Source data
+ + + +

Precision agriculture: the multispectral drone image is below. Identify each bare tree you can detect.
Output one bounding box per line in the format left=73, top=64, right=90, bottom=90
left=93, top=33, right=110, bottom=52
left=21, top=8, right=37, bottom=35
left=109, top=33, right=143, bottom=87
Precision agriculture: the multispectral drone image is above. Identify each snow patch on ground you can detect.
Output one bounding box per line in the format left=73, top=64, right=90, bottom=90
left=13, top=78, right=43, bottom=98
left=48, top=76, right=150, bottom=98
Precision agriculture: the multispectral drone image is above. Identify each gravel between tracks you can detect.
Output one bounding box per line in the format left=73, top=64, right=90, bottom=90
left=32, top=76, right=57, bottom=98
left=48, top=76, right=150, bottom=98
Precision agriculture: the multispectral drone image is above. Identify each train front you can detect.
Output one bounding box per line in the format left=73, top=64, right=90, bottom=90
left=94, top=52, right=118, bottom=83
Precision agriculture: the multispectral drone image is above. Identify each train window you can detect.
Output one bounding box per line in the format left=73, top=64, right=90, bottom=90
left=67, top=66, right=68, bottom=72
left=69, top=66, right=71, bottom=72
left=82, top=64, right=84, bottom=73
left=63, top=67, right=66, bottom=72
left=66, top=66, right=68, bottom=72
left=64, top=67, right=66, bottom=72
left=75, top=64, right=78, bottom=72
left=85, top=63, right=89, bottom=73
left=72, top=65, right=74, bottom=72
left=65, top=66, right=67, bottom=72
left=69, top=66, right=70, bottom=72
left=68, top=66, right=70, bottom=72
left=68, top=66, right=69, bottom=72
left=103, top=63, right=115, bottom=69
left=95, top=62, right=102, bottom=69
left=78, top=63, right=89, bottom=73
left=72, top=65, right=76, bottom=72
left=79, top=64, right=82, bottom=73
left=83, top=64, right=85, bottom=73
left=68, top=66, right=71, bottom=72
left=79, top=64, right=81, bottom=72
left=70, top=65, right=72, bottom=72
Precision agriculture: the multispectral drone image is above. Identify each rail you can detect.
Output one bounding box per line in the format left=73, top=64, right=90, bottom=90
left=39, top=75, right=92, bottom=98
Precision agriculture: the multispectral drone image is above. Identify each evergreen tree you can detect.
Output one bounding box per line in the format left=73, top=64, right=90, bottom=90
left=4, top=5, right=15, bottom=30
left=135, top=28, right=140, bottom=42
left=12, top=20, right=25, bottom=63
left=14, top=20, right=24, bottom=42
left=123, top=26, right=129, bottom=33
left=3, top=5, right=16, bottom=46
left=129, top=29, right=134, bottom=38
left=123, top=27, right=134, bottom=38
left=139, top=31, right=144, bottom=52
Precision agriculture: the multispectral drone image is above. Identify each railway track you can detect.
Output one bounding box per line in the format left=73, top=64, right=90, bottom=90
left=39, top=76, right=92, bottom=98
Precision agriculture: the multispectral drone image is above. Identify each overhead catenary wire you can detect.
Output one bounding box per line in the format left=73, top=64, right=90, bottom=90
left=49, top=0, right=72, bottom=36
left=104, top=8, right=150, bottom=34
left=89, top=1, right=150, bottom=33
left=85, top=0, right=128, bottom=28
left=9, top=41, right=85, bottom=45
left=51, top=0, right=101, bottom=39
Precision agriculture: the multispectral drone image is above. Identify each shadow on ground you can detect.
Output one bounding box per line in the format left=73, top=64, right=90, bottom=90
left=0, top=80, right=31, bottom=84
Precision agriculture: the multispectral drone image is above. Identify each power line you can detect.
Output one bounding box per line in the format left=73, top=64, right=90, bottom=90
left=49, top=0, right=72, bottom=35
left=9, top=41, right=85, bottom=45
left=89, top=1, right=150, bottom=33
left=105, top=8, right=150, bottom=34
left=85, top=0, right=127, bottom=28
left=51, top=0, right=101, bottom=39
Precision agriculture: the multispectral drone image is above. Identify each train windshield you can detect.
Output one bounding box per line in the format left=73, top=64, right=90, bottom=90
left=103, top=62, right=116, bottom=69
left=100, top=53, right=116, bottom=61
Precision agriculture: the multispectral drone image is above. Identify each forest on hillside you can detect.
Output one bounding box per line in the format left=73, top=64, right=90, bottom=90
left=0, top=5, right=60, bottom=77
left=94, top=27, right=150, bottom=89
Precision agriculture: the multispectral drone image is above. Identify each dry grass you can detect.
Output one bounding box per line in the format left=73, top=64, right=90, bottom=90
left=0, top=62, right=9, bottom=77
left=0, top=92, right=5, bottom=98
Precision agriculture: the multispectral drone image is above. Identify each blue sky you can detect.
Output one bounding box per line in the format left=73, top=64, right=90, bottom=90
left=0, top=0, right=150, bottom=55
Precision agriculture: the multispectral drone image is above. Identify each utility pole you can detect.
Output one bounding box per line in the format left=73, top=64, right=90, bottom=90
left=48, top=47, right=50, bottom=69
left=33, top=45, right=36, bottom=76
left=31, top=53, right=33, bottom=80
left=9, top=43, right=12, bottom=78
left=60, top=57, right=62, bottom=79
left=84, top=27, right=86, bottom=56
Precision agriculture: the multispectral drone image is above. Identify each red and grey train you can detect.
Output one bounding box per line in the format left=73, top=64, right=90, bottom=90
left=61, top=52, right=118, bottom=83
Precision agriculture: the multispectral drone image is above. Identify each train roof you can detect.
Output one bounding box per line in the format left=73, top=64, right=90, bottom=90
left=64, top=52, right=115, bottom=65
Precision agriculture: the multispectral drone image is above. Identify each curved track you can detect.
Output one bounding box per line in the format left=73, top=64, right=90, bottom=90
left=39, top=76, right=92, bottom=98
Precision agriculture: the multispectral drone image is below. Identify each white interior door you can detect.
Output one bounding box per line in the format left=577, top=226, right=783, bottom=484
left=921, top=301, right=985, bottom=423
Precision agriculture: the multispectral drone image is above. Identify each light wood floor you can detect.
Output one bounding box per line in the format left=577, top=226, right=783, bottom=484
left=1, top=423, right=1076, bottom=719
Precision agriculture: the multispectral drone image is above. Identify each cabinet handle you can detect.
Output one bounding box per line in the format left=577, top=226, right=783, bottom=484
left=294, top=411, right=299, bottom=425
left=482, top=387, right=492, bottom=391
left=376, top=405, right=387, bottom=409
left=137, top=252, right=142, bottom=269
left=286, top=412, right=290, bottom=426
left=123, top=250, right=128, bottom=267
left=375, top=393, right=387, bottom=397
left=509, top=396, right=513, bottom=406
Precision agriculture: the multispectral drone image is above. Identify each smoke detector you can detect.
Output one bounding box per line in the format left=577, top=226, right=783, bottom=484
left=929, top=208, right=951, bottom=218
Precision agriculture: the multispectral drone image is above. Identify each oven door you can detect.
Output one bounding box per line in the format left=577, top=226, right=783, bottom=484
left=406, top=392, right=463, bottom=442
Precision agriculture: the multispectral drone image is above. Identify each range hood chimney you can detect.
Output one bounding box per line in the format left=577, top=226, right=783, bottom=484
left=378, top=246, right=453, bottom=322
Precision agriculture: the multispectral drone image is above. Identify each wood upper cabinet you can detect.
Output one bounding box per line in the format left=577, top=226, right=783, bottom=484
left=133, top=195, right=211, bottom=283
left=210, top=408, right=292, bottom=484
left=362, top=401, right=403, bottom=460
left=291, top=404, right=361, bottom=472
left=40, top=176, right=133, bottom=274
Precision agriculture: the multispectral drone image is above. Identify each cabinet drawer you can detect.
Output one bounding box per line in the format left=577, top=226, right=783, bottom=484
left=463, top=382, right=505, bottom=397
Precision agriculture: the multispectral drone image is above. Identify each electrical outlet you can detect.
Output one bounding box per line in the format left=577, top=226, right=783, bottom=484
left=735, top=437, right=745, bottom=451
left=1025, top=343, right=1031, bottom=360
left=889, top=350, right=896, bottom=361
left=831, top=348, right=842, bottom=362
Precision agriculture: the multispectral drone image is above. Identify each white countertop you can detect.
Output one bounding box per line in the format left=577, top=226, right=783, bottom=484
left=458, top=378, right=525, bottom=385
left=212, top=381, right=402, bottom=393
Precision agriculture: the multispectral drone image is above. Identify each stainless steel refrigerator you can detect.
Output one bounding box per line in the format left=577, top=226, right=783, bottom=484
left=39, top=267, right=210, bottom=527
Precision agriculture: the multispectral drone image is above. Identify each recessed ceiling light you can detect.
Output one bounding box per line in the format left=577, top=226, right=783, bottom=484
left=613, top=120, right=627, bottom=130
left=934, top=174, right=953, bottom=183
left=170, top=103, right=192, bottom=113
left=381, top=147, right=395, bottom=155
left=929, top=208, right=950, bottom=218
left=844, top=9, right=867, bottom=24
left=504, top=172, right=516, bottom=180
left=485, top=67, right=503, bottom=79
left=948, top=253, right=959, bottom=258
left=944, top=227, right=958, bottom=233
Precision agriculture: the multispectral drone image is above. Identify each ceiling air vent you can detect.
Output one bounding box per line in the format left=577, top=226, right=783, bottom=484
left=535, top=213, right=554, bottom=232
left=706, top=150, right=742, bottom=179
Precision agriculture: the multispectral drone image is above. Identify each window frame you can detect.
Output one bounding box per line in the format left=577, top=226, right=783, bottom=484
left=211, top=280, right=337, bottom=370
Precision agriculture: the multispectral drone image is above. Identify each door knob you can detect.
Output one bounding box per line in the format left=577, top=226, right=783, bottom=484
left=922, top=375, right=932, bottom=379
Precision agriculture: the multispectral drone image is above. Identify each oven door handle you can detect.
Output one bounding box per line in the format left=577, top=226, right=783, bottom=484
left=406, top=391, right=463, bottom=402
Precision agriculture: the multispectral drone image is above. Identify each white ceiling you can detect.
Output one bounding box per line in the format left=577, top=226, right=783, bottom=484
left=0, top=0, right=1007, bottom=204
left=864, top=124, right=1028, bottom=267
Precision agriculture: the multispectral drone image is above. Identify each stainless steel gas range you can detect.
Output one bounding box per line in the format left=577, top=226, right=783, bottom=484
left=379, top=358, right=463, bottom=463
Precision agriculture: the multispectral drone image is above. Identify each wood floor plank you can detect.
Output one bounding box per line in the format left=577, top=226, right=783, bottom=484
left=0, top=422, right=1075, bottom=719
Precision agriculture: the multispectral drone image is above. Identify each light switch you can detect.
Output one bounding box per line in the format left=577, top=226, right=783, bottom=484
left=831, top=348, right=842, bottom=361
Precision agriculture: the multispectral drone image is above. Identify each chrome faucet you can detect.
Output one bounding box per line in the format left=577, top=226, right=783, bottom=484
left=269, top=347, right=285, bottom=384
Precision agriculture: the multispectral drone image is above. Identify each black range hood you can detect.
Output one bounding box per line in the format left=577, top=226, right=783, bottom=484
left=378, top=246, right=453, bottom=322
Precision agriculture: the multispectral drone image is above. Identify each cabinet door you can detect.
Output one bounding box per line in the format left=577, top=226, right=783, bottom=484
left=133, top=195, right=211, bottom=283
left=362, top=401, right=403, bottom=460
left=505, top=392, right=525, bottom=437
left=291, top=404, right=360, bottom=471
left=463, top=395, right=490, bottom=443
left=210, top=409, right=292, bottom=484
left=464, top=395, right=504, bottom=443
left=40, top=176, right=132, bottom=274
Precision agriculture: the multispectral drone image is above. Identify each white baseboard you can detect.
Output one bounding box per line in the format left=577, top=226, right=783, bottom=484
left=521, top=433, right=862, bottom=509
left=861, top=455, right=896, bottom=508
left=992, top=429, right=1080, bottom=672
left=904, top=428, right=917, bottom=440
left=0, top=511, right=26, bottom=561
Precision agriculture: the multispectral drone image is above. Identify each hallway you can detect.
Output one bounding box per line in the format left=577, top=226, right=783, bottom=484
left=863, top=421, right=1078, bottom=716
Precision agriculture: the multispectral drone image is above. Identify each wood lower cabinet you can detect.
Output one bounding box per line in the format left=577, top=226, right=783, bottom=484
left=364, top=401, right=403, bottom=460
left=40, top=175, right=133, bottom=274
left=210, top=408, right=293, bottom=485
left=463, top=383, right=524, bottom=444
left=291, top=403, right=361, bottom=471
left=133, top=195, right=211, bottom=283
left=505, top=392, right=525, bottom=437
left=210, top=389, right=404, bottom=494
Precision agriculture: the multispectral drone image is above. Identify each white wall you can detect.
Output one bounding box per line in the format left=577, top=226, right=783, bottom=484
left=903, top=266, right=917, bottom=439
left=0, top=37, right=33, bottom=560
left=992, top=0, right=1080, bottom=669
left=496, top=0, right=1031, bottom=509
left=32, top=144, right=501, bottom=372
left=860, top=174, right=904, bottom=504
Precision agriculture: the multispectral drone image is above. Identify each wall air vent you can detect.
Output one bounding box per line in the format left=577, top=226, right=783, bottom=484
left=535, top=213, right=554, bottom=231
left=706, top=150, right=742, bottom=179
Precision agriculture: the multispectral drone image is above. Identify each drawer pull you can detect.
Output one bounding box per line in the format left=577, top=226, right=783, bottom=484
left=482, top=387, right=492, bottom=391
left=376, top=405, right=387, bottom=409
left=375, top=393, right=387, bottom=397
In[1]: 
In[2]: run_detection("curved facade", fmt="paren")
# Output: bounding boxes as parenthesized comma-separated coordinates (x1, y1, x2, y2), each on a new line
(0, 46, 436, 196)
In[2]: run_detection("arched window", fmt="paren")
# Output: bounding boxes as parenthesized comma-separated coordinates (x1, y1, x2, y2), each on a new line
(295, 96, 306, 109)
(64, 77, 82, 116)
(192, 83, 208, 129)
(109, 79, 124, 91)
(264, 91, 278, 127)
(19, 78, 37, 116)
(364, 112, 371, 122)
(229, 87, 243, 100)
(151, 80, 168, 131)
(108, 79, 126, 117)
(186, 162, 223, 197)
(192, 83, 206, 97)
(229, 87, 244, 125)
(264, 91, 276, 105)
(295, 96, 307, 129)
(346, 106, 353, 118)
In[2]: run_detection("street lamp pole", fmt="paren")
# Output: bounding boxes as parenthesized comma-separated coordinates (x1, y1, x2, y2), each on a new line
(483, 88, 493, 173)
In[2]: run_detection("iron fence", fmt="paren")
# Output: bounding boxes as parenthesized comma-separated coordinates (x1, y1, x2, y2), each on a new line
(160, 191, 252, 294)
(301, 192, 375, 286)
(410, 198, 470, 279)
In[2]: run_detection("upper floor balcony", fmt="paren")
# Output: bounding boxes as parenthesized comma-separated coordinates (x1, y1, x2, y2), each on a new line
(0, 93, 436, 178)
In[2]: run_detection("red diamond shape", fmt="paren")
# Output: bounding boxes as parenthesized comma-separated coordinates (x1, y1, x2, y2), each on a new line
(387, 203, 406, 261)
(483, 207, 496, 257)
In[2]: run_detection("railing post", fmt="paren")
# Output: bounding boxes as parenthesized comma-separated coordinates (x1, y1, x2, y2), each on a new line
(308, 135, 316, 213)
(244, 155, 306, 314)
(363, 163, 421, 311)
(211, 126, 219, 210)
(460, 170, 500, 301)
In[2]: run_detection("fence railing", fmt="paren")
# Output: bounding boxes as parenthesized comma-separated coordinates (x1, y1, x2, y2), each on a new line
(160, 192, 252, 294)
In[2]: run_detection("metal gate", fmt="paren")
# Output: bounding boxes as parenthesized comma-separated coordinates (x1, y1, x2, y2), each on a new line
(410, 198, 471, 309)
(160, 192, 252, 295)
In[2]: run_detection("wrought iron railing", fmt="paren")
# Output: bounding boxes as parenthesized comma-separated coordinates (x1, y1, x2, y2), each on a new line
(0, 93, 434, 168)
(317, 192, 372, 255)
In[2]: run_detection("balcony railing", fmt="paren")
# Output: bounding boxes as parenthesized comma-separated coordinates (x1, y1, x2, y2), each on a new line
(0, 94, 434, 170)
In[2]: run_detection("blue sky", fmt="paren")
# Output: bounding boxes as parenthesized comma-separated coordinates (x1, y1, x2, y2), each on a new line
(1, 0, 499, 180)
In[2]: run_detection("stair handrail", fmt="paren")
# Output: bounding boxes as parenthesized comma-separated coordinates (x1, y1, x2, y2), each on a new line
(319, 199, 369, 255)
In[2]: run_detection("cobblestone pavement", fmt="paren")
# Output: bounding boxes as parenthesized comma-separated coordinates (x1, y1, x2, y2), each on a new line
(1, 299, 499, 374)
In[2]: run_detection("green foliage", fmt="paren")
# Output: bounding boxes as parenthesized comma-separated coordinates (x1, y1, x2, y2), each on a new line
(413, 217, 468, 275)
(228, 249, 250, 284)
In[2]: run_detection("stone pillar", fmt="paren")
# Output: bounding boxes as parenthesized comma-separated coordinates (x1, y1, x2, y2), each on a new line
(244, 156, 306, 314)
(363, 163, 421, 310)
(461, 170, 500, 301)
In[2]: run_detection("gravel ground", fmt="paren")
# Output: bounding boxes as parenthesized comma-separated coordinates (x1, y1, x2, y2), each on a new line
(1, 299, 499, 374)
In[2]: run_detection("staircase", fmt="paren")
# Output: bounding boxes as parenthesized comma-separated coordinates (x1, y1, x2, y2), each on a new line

+ + + +

ASSIGNED TASK » Could you restate, word for word, the lines above from the one with "faucet you can detect." to the one with "baseboard you can detect.", both included?

FINISHED TASK »
Precision agriculture: the multispectral drone image is above. Identify each chrome faucet you can detect.
Output one bounding box per line in the format left=577, top=226, right=783, bottom=484
left=269, top=347, right=285, bottom=384
Precision agriculture: the multispectral drone image is above. Identify each black range hood you can detect.
Output one bounding box per line in the format left=577, top=226, right=783, bottom=484
left=378, top=246, right=453, bottom=322
Precision agriculture: the multispectral drone image is above. Identify each cabinet door you can detect.
Output one bounding box per line in the format left=577, top=226, right=783, bottom=484
left=133, top=195, right=211, bottom=283
left=362, top=401, right=403, bottom=460
left=505, top=392, right=525, bottom=437
left=291, top=404, right=360, bottom=471
left=463, top=395, right=490, bottom=443
left=210, top=409, right=292, bottom=484
left=464, top=395, right=504, bottom=443
left=40, top=176, right=132, bottom=274
Precision agriculture: the multispectral drone image is above. Identify each white baseboard you can detect.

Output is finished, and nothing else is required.